▶ EXCERPT
§ §

Stunning archive-inspired exhibitions speak of our past, present and future

NSW State Archives Captured: Portraits of Crime exhibition. Image courtesy NSW State Archives.

NSW State Archives Captured: Portraits of Crime exhibition. Image courtesy NSW State Archives.

For many, thoughts of official archives summon up images of old documents and photos that help trace our family tree. Turning up a convict or two if we’re lucky. But as custodian of one of Australia’s most valuable cultural collections, NSW State Archives cares for many treasures that can tell us much more about the people and events that impact our lives.

The Archives has developed an award-winning program of exhibitions that make it easier for communities to experience its collection and its significance for understanding the forces shaping society today. The exhibits allow visitors to truly see how intimately we remain connected with our past.

Its newest exhibition, Electric Domestic: Modern lives, Suburban Dreams is now showing at the Western Sydney Records Centre at Kingswood. The exhibition responds to the transformation taking place around the Centre as new suburbs rise from once-farmed estates. Unique photos and advertising material provide rare snapshots in time, transporting us back to mid-1960s Australia when power, consumerism and modern ‘luxuries’ underscored the Australian suburban dream.

Penny Stannard, NSW State Archives’ Senior Exhibitions Curator says exhibition themes consider contemporary Australian issues and debate, then leap into the past and into the State Archives Collection to research how these issues have evolved over time.

“The major exhibition for 2018, Blaze: Working Women, Public Leaders, engaged with the ongoing issue of the underrepresentation of women in public sphere leadership,” Penny said.

§ §

▶ SUPPLIED MATERIAL
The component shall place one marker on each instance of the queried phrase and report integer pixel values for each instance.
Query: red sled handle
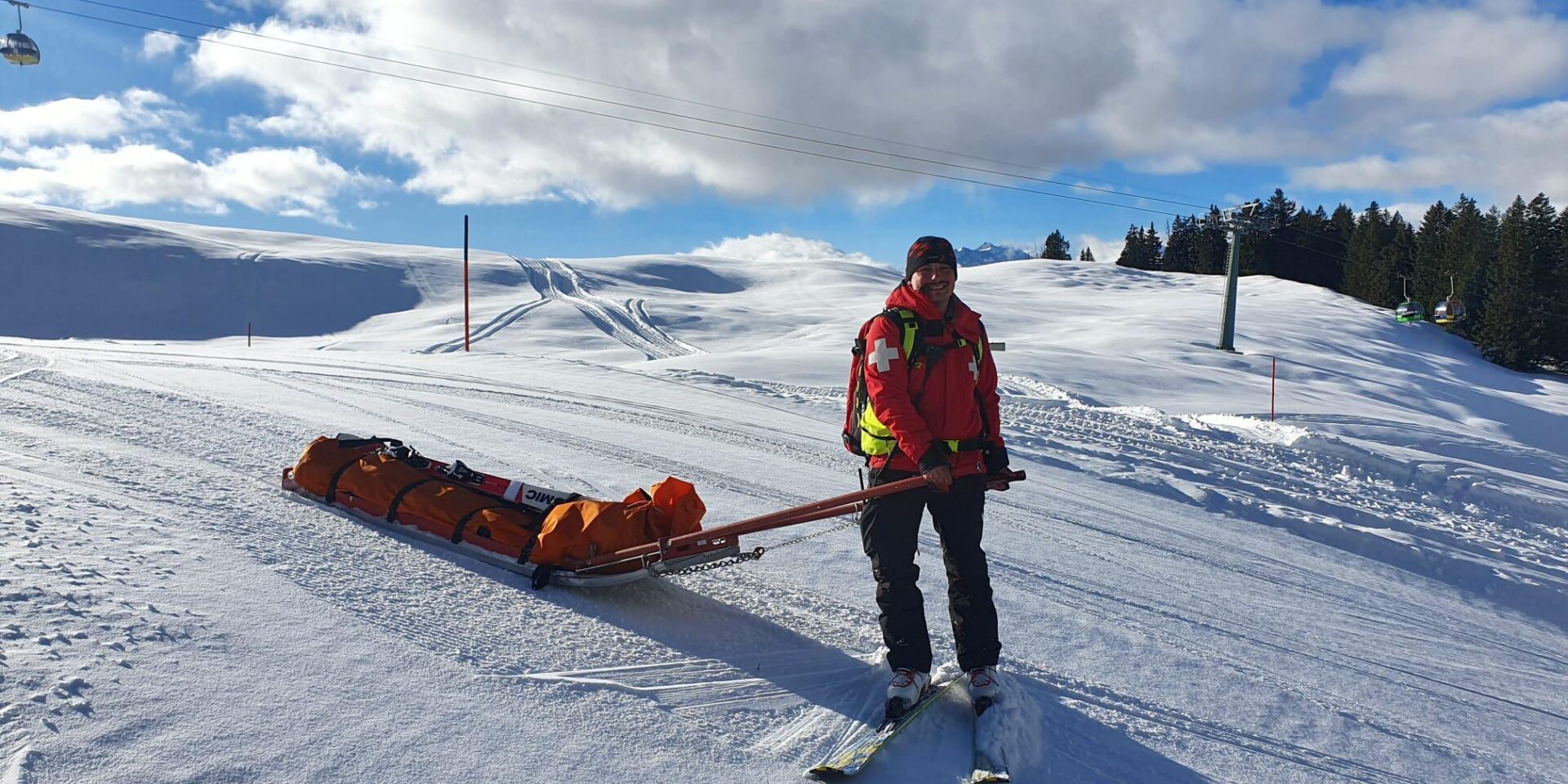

§ §

▶ BRIEF
Continue the NSW State Archives exhibitions article from the point where it stops.

▶ WRITTEN ANSWER
“Visitors routinely experience a sense of recognition of how their personal story fits within a larger story. Others experience strong emotion, seeing how people today and in the past have faced incredible challenges with great resilience. Many simply enjoy the story-telling, visual and historic material, imaginative elements and design of exhibitions.”

When exhibitions can’t be found at venues across greater Sydney they are on tour throughout regional NSW.

“Currently we have two significant exhibitions touring NSW,” Penny said. “Captured: Portraits of Crime, 1870-1930 explores the stories of men, women and children who were incarcerated in NSW gaols spanning 60 years. Photographic portraits and prisoner descriptions obtained from the State Archives Collection are powerfully engaging for visitors. Every face tells its own unique tale.

“The exhibition’s success saw it receive a Highly Commended Award at the recent Museums and Galleries of NSW IMAGinE Awards.

“Meanwhile, Windows into Wartime, based currently at the Orange City Library, was produced for the Centenary of Anzac and to commemorate the 100-year anniversary of the First World War. The exhibition presents a selection of images produced by the NSW Government Printing Office Photographic Branch during and immediately after the Great War.”

Penny says even unexpected and surprising finds in the collection tell compelling stories of how life, social values and what we take for granted has changed over time.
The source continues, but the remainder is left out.